- **Prompt**
Your task is to write out the complete listing exactly as it is shown.

## start Record list

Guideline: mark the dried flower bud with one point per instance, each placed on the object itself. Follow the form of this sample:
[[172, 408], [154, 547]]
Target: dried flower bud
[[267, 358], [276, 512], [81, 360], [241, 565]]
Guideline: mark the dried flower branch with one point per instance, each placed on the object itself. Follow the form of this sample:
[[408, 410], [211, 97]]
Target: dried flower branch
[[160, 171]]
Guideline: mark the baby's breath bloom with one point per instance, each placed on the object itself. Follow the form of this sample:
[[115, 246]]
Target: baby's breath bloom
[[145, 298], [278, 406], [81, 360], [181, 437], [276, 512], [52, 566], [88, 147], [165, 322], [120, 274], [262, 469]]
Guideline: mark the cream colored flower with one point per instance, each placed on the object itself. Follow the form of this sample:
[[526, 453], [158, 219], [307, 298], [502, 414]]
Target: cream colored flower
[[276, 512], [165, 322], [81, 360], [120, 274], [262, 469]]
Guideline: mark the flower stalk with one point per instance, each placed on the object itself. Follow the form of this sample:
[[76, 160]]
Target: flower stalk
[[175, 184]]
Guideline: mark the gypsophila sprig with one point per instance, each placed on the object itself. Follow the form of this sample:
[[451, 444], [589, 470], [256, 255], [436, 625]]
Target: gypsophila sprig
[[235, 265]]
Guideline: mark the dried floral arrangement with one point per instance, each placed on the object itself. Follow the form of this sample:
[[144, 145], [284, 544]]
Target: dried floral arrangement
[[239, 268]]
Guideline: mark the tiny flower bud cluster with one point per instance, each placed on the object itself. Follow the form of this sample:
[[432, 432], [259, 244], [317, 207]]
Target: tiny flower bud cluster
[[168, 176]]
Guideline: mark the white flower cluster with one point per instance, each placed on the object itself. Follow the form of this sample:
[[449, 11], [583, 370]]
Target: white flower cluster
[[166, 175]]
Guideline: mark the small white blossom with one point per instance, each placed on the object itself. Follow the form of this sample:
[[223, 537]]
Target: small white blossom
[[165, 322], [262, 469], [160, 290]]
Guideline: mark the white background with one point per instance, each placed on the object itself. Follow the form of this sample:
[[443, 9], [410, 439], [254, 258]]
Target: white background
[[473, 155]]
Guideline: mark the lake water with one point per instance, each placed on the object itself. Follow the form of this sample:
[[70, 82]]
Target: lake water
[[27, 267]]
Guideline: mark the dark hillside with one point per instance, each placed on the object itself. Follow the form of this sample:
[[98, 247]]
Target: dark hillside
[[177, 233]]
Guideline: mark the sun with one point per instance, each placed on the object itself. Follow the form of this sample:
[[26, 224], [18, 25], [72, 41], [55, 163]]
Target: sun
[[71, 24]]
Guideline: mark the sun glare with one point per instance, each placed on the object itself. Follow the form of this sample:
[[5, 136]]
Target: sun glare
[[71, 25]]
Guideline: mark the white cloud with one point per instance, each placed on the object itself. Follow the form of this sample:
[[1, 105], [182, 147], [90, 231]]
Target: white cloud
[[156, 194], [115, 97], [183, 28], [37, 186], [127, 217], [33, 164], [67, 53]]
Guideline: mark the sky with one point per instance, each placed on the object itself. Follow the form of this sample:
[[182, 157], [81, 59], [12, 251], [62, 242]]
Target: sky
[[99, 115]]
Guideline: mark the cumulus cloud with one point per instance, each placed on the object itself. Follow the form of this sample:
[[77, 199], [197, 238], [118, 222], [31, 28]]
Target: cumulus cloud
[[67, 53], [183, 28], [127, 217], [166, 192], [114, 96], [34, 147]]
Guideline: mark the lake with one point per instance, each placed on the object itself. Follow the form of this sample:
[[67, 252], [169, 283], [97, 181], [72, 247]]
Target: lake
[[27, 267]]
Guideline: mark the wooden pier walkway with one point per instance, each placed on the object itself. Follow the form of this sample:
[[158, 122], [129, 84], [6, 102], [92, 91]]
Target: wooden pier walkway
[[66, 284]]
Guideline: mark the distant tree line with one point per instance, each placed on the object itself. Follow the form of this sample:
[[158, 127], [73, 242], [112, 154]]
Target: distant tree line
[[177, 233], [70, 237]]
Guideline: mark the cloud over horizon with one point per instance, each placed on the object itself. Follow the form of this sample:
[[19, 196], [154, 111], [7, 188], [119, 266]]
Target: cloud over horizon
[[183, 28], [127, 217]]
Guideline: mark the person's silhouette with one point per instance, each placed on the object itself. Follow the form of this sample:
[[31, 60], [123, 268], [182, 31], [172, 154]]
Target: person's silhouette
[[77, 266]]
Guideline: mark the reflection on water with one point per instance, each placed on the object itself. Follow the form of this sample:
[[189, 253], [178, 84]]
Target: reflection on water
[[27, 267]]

## end Record list

- **Exercise result**
Guideline: mark the dried flower bud with one point per instance, each placed on the object itself. Follow the form of this sample:
[[172, 408], [154, 547]]
Target: dried flower bud
[[267, 358], [276, 512], [81, 360], [241, 565]]
Guideline: mark the dried flower branch with one point per instance, each placed on the object itself. Follow the form of this sample:
[[408, 410], [211, 97]]
Target: dried flower branch
[[160, 171]]
Guideline: mark the baby's breath bloom with one point per instance, each placed on the object itself. Follow the form of this sample:
[[115, 246]]
Target: baby's breath bloom
[[145, 298], [278, 406], [81, 360], [181, 437], [276, 512], [52, 566], [88, 147], [165, 322], [120, 274], [262, 469]]
Guideline: mark the cream colored flower with one point per instance, each placed on the object itself. Follow the form of this sample:
[[526, 453], [158, 219], [307, 298], [502, 414]]
Target: cream colored flower
[[276, 512], [165, 322], [81, 360], [120, 274], [262, 469]]
Guideline: mark the flower stalk with one point per instance, each placed on the object itself. Follow the form of this sample:
[[76, 160]]
Target: flower stalk
[[175, 184]]
Guideline: mark the gypsophila sprig with one point per instance, each placed on the object itself. Follow the form of this sample:
[[451, 444], [589, 470], [256, 255], [436, 625]]
Target: gypsophila sprig
[[235, 265]]
Guideline: mark the dried floral arrangement with one point per instance, each placed on the object itself. Follow the form of this sample:
[[144, 145], [284, 544]]
Target: dried floral arrangement
[[239, 268]]
Guideline: mark the tiny flower bud cluster with one point per instance, each placed on the object itself. Follow the form of this sample:
[[432, 432], [259, 244], [317, 207]]
Target: tiny flower bud cluster
[[168, 176]]
Guideline: mark the white flower cluster with one point per instance, each placed on the object itself. Follow the form of this sample:
[[449, 11], [583, 370]]
Target: white flower cluster
[[166, 175]]
Guideline: mark the small white blossom with one point per instance, each placed on the object itself. Follow the form of this sample:
[[223, 537]]
Target: small white blossom
[[165, 322], [262, 469], [160, 290]]
Guideline: mark the white background with one point per instance, each placed on the object itself. Follow the form of this sample:
[[443, 9], [410, 439], [254, 258]]
Target: white background
[[473, 155]]
Guideline: mark the lake water with one point per instance, each placed on the object itself. Follow the form of this sample:
[[70, 82]]
Target: lake water
[[27, 267]]
Guideline: mark the dark hillside with one point per instance, each placed on the object itself. Follow the form of this sample:
[[98, 247]]
Target: dark hillside
[[177, 233]]
Guideline: mark the sun with one point per instance, each placed on the object itself. Follow the form of this sample:
[[26, 224], [18, 25], [72, 41], [55, 163]]
Target: sun
[[71, 24]]
Guideline: mark the sun glare with one point per instance, each placed on the object itself. Follow the form of this sample:
[[5, 136]]
Target: sun glare
[[71, 25]]
Guideline: mark the white cloud with one point per instance, each placed on the object itself. Follow the form of this sample:
[[1, 105], [182, 147], [90, 231]]
Target: white cloud
[[156, 194], [115, 97], [183, 28], [37, 186], [127, 217], [33, 164], [67, 53]]
Guideline: mark the sky with one point per instance, each placed on the object itself. Follow the form of this sample:
[[182, 157], [81, 59], [12, 251], [62, 242]]
Target: sky
[[99, 115]]
Guideline: mark the cumulus cloud with one point per instance, each placed on the object itself. Follow the form of this sample:
[[77, 199], [197, 238], [118, 222], [31, 28]]
Target: cumulus cloud
[[67, 53], [183, 28], [127, 217], [166, 192], [114, 96], [34, 147]]
Guideline: mark the lake with one point per instance, each placed on the object itself. Follow the form of this sample:
[[67, 252], [169, 283], [97, 181], [72, 247]]
Target: lake
[[27, 267]]
Guideline: mark the wooden pier walkway with one point per instance, each placed on the object itself. Follow the form of this sample:
[[158, 122], [129, 84], [6, 102], [92, 91]]
Target: wooden pier walkway
[[66, 284]]
Guideline: mark the distant tree line with one point per instance, each placed on the object itself. Follow the form of this sample:
[[158, 127], [73, 242], [112, 154]]
Target: distant tree line
[[177, 233], [70, 237]]
Guideline: mark the cloud over horizon with one point per instance, each placed on the object itself. Follow the form of this sample:
[[19, 196], [154, 111], [7, 188], [119, 266]]
Target: cloud over horizon
[[183, 28], [127, 217]]
Guideline: mark the person's silhouette with one point per instance, each placed on the object itself. Follow the form of this sample:
[[31, 60], [123, 268], [182, 31], [172, 154]]
Target: person's silhouette
[[77, 266]]
Guideline: mark the reflection on water with one point per instance, each placed on the object itself. Follow the form of this sample:
[[189, 253], [178, 84]]
Target: reflection on water
[[27, 267]]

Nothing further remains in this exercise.